### SUPPLIED PASSAGE
^^^^^^^^
What a gift it has been to have this school embrace Jo and me as we are. Unshowered and exhausted, kicking and screaming, easy and playful, nervous and open. Somehow, there’s been enough room for all of it.

Damn it. I’m totally going to be in the front row. Sitting in a chair too small for me. And crying all over myself at effing pre-school graduation.

Waxing poetic about time, treasure and sisters

There are moments of sweetness I can hardly describe. The kind of sweetness that aches, that wraps its tiny fingers around your heart and squeezes a little bit too hard. It’s the sweetness of endings and beginnings. Of beginnings as endings.

My sister had a baby this week, and I was there. She rested her head on my shoulder as she slumped her back forward to receive an epidural. I rubbed her feet and laughed with her while we waited. I was there, and I looked into her face while she collected her energy and courage between pushes. Her face calm, fierce, focused.

Today is Jo’s last day of preschool before summer. I lingered with Cal at circle time and listened while Jo’s teacher told him and his class about the treasure hunt. All those smooth, soft, warm 3 and 4 year olds sitting cross legged on the carpet, listening.
^^^^^^^^
### DIRECTIVE 1
Answer these from the passage on preschool and family:
(a) On what did the sister rest her head while receiving the epidural?
(b) What kind of day is today for Jo?
(c) Where does the writer expect to sit at the preschool graduation?
### DIRECTIVE 2
Quote the passage on preschool and family from "What a gift" up to and including "for all of it.".
The listing that comes next is not needed.

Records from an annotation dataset
^^^^^^^^
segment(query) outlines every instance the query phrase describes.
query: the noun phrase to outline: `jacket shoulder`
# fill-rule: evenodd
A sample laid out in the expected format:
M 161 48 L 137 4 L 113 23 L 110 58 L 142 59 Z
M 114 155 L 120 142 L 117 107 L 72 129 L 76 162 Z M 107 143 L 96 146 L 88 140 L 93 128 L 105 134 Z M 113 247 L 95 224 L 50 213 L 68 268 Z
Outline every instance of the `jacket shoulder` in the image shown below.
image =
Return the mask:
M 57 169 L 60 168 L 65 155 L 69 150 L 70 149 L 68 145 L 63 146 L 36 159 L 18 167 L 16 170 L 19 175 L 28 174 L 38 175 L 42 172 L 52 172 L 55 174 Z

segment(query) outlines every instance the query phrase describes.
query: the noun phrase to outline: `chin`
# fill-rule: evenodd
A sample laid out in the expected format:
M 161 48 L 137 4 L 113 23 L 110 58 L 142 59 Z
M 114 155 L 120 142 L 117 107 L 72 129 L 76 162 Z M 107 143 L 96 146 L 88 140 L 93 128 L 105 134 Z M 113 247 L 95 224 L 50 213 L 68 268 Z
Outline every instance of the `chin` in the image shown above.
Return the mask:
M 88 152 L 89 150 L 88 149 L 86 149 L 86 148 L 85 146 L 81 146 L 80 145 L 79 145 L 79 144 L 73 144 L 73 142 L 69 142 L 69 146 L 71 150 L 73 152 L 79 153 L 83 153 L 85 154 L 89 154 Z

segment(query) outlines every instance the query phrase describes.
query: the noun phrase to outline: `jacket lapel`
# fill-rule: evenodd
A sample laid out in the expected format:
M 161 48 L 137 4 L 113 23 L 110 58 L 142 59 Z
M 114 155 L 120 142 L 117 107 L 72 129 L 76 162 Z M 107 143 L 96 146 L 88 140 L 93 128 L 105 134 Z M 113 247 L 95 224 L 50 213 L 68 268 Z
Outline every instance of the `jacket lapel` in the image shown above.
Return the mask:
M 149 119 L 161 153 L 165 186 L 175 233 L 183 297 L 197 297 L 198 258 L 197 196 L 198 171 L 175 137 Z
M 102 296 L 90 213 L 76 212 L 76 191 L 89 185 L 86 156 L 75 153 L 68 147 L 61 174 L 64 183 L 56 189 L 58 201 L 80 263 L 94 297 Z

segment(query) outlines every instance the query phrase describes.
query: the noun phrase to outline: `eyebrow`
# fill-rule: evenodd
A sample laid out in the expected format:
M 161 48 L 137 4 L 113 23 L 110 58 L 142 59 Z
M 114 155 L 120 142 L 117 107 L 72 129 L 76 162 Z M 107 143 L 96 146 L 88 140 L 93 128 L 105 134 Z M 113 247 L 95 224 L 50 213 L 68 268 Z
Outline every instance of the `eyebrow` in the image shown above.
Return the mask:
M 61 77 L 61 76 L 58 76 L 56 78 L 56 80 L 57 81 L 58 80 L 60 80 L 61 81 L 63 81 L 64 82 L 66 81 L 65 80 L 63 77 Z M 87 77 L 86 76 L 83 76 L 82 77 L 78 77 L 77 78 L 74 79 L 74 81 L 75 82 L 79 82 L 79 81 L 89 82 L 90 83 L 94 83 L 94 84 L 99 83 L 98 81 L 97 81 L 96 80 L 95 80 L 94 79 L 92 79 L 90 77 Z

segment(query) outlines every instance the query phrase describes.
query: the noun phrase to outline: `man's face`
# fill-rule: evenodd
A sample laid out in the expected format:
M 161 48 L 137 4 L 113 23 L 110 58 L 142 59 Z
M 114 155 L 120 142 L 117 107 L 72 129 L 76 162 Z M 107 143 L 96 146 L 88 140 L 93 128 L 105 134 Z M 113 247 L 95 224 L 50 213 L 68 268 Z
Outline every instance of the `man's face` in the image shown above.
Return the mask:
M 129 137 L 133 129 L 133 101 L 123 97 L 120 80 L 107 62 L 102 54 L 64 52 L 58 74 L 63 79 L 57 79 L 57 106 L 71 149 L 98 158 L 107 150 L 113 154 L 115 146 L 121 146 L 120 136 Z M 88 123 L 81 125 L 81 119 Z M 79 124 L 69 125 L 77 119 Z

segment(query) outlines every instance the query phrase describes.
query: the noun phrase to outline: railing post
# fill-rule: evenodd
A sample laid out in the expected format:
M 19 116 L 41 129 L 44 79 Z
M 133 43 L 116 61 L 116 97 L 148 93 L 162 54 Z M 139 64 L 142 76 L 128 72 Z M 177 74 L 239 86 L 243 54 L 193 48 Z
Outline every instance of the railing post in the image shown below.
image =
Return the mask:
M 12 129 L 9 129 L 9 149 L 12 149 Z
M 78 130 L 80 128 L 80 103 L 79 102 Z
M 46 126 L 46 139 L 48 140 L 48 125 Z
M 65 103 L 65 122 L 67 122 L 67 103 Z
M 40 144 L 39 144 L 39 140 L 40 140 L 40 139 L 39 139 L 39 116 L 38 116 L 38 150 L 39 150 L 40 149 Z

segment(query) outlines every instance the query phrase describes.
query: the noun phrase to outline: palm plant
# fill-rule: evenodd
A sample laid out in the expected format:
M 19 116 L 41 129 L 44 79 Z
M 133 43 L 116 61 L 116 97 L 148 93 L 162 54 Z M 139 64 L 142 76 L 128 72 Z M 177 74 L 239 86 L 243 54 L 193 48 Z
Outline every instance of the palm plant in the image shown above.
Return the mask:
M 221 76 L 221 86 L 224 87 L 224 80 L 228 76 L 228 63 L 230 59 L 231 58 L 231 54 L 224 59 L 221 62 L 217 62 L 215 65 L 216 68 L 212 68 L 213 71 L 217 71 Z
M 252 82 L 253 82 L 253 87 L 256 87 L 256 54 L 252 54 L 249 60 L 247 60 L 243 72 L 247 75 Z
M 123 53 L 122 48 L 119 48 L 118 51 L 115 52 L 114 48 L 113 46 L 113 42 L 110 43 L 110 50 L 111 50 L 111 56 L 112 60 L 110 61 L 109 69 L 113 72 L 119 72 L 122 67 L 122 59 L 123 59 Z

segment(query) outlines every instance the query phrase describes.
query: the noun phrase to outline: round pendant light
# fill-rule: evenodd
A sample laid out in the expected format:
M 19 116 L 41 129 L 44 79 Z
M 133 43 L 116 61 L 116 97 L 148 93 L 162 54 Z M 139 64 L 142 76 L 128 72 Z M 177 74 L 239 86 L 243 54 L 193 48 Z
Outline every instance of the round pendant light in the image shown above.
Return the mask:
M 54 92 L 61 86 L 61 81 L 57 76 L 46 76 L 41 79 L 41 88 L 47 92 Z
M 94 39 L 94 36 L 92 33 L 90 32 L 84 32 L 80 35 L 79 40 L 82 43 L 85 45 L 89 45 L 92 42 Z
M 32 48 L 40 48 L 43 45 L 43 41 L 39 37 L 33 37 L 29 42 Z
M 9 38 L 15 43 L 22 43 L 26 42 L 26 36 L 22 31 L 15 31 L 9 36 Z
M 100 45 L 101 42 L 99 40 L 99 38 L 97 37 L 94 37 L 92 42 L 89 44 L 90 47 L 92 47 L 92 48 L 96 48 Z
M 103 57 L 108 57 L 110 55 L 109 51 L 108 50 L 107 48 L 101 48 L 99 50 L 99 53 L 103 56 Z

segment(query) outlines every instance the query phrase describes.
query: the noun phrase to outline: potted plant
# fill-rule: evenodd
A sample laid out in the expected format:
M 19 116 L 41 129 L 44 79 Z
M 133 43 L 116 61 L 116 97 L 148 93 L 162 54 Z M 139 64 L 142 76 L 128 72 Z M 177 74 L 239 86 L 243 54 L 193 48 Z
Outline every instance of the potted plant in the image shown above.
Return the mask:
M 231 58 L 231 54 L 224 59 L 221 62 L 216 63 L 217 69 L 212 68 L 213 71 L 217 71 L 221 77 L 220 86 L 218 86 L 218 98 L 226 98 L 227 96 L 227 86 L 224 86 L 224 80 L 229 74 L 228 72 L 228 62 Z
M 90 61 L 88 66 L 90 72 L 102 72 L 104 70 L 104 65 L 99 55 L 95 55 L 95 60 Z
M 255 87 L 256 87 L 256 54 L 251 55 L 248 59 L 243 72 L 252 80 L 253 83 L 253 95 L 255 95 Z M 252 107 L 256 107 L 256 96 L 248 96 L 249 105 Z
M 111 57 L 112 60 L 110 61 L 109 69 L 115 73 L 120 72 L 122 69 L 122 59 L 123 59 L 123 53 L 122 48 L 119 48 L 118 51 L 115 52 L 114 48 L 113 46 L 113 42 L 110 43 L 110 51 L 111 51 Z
^^^^^^^^
### EXERCISE RESPONSE 1
(a) On the writer's shoulder.
(b) Jo's last day of preschool before summer.
(c) In the front row, in a chair too small for the writer.

### EXERCISE RESPONSE 2
What a gift it has been to have this school embrace Jo and me as we are. Unshowered and exhausted, kicking and screaming, easy and playful, nervous and open. Somehow, there’s been enough room for all of it.